**What needs to be done**
Which lines run from the one containing "Target: road lane marking" to the end of the listing? Copy them out exactly, leaving out the rest.

**Data under study**

*** Block opens ***

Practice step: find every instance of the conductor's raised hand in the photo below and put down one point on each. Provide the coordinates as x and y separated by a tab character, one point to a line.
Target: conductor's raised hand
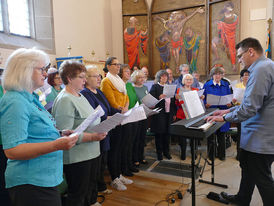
162	96
98	136
214	119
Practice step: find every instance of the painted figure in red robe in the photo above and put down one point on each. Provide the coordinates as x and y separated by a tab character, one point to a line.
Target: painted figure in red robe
134	39
227	32
175	24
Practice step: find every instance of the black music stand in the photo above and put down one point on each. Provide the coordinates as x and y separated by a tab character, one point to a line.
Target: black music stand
212	182
178	128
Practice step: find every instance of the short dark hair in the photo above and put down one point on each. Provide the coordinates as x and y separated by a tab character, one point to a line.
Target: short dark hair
243	71
250	43
108	62
123	66
70	69
51	77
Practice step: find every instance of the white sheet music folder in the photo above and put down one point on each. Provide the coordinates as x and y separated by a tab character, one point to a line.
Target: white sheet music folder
188	123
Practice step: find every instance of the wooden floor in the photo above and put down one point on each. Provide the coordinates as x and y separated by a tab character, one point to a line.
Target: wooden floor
145	191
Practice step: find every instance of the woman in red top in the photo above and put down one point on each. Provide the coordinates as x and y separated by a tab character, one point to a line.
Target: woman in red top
187	82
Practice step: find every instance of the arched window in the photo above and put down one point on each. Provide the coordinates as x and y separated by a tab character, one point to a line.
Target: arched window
27	23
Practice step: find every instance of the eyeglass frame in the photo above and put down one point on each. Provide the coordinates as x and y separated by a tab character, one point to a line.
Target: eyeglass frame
43	69
116	64
241	55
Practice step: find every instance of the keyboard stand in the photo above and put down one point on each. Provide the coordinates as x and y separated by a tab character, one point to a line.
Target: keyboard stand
212	182
179	128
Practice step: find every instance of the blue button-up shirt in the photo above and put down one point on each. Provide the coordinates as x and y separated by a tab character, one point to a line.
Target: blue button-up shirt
257	109
24	120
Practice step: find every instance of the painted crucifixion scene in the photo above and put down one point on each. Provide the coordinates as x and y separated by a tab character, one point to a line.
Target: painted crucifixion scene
177	42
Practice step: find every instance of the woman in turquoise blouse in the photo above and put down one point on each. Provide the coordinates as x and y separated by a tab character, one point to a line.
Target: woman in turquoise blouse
30	140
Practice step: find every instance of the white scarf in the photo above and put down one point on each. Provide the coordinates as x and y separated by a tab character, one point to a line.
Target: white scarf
117	82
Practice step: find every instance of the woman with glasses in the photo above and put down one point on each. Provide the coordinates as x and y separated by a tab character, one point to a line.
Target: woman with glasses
55	81
187	82
129	130
81	163
217	86
30	139
114	89
138	79
161	122
96	97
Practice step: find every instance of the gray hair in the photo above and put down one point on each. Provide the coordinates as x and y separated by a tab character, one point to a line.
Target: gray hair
159	74
185	76
135	74
19	68
183	66
91	67
216	70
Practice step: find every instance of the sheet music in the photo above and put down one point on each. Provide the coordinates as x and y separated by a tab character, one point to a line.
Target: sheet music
193	104
238	93
201	92
233	83
98	112
137	114
150	101
219	100
226	99
169	90
150	112
110	123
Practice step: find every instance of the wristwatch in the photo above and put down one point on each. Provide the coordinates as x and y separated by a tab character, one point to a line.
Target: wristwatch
224	117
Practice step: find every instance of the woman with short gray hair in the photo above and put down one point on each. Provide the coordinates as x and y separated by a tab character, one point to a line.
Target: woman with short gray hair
138	78
161	122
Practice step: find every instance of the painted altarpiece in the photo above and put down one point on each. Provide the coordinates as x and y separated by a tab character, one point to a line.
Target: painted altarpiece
195	32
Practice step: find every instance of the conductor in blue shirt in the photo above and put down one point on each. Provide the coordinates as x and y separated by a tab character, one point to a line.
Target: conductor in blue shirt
257	135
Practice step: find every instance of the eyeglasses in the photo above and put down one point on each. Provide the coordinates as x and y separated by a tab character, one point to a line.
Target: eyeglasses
116	64
43	69
81	77
94	76
240	55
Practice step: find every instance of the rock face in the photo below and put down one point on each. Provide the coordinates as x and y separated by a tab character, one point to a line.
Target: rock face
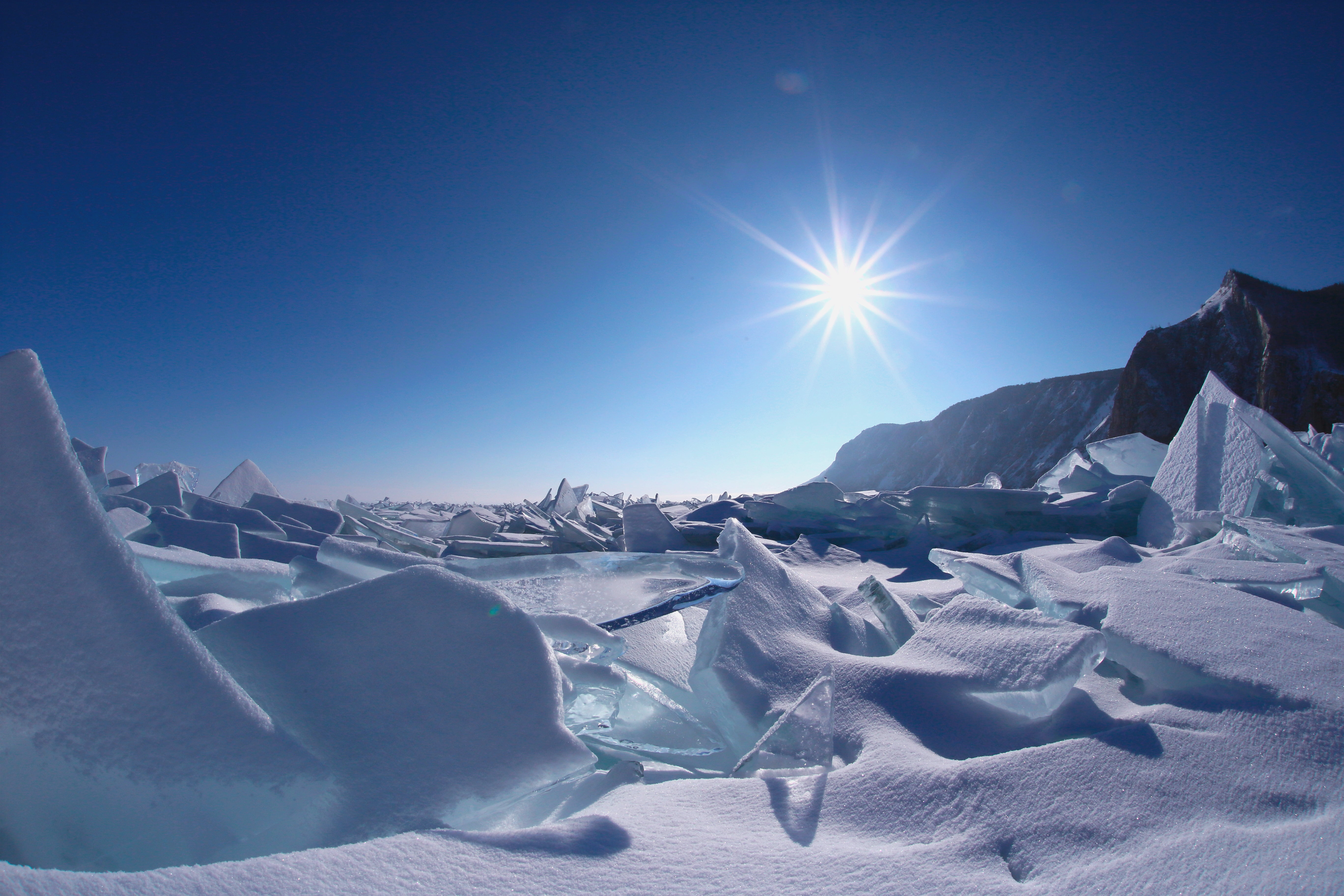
1017	432
1279	349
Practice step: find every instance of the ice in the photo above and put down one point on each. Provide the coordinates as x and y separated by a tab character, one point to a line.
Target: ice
648	531
245	519
768	616
123	743
595	698
92	461
245	481
853	635
187	475
1017	660
474	522
162	491
1292	581
802	742
897	618
321	519
612	589
565	499
217	539
249	579
127	522
572	635
651	723
1296	484
1051	479
1134	455
429	695
1210	465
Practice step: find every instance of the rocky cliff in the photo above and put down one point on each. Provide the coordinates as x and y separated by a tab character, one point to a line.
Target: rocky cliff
1017	432
1279	349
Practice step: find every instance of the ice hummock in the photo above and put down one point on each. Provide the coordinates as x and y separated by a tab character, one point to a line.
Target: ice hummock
956	761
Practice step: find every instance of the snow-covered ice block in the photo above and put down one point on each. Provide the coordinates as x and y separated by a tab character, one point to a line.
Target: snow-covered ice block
897	618
853	635
186	475
1316	486
1179	633
126	745
163	491
127	522
240	486
1134	455
429	695
651	723
321	519
1017	660
174	565
648	531
664	648
1292	581
740	670
1210	465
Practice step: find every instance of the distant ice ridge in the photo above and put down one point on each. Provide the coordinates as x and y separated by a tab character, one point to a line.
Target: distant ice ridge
959	687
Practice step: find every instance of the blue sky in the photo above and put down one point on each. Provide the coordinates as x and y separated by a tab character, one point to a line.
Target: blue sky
444	253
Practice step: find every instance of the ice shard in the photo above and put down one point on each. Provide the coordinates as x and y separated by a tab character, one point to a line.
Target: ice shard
802	742
897	618
1018	660
612	590
1134	455
240	486
126	745
651	723
1210	465
428	694
187	475
648	531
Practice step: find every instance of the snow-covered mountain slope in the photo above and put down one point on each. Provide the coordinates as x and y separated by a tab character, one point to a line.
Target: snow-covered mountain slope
1017	432
1279	349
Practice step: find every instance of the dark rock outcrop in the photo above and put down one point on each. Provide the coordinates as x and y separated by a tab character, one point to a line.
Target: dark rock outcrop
1279	349
1017	432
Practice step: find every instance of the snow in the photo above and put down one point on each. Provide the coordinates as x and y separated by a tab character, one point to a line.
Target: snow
333	715
240	486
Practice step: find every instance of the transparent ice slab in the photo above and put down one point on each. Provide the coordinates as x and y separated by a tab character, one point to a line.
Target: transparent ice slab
650	722
613	590
802	742
1134	455
189	475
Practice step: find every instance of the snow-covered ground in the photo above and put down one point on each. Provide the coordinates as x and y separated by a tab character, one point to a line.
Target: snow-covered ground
1062	715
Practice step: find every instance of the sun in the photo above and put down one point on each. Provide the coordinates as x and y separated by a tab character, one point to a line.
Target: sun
845	292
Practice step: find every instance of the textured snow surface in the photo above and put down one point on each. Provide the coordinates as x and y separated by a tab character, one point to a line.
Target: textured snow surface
994	752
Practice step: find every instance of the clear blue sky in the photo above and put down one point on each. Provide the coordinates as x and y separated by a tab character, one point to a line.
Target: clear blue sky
452	252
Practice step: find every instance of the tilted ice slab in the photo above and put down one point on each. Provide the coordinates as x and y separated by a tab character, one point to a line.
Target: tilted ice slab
611	589
126	745
429	695
1210	467
1017	660
185	573
245	481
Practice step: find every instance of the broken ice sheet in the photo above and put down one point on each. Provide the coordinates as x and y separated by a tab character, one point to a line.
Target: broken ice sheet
802	742
1018	660
612	590
650	722
189	475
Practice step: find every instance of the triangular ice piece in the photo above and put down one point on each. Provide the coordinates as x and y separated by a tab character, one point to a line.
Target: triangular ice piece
127	747
245	481
1210	465
802	742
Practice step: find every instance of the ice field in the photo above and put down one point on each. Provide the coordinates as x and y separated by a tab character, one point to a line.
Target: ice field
1125	680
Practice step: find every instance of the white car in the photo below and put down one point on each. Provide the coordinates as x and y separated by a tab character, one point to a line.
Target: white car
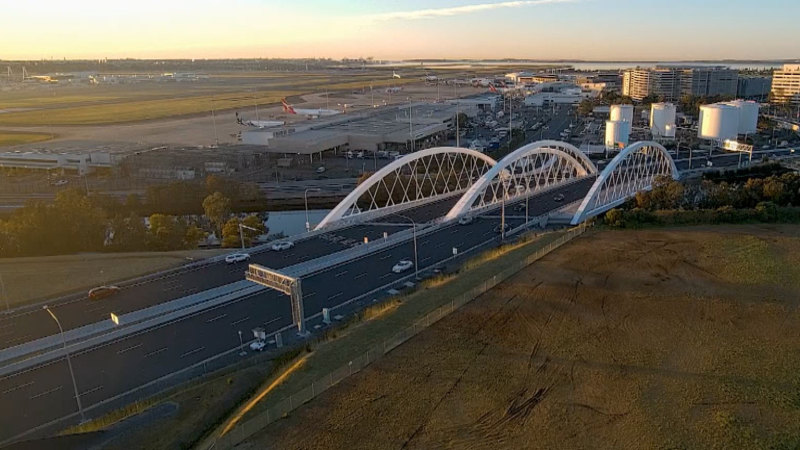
402	266
237	257
283	245
258	346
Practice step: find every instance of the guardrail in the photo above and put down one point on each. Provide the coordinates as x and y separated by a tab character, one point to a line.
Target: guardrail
292	402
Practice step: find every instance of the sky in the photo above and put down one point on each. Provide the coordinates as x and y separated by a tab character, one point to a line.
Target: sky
596	30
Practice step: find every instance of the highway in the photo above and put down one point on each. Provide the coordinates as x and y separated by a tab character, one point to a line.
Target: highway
33	323
44	393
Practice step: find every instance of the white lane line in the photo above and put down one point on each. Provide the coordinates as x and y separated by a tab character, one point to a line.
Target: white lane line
240	321
221	316
192	352
91	390
119	352
15	388
46	392
153	353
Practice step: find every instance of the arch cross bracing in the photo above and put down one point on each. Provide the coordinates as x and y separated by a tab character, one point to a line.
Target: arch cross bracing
426	175
531	168
631	171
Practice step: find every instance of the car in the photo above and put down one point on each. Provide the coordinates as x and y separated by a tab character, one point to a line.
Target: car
505	228
237	257
102	292
465	220
258	346
282	245
402	266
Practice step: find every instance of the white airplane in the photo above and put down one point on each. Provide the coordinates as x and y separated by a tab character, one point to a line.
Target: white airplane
259	123
287	108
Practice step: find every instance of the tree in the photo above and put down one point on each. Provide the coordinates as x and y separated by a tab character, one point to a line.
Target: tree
217	208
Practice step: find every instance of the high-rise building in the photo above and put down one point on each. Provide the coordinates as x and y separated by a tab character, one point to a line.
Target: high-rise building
673	82
786	84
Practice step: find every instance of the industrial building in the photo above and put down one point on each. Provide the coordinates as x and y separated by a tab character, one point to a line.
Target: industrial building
397	128
786	85
754	87
673	82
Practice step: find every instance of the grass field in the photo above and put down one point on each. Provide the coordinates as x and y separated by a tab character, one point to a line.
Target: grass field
120	104
8	138
624	339
23	277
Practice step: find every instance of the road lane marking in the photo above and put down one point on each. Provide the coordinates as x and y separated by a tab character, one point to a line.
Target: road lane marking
221	316
46	392
192	352
240	321
119	352
18	387
162	349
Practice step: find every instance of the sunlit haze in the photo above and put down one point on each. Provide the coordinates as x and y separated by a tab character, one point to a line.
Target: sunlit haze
539	29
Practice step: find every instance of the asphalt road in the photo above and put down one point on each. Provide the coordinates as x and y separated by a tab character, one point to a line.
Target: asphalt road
44	393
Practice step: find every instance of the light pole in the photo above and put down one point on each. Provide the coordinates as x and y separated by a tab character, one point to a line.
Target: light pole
241	345
241	233
414	227
69	363
305	197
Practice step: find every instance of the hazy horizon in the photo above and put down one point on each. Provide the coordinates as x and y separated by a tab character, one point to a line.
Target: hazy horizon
581	30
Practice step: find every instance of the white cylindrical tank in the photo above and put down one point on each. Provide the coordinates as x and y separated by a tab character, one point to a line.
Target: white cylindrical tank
718	121
621	113
617	133
662	119
748	116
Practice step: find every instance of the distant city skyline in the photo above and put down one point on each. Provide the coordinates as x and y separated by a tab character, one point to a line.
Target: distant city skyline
590	30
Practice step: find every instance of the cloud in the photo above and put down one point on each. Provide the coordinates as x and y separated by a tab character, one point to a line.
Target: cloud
458	10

*** Block closes ***

**Exercise response**
Target: road lane marking
221	316
46	392
192	352
240	321
119	352
18	387
162	349
Practice step: find every instance of the sunlit haze in the photo above and put down one point on each. Provide the coordinates as x and y separated by a tab character, one point to a line.
Target: sunlit haze
539	29
Practice step: find every instance of the asphalt road in the photo above and put down one point on each. Provide the coordinates as x and y separated by a tab character, one point to a line.
Target: asphalt road
44	393
Practice step: find every instance of the light pole in the photo above and put down one point on each. Provide the coordinates as x and y separated by a tab character, one point to a line.
Target: light pole
241	345
241	233
414	227
69	363
305	197
Practice step: find every instance of the hazy horizon in the photo above and put down one point on each. Provide the coordinates as x and y separated by a tab character, one point to a line.
Target: hazy horizon
581	30
Practice step: find every instance of the white cylindrical tank in the photo above and put down one point on each. Provide the coordinates as x and y separated by a tab character, one point to a line.
Target: white cylindrical tank
718	121
621	113
617	133
662	119
748	116
Practice step: find every instance of the distant city skyline in the photo above and put down one point on each. Provide the coordinates as x and y separated by a tab character, one point to a line.
Target: distant city skyline
590	30
Practice step: find every instance of the cloud in the photo above and put down one point on each. Provide the coordinates as x and y separated by a tab character, one point to a line.
Target: cloud
458	10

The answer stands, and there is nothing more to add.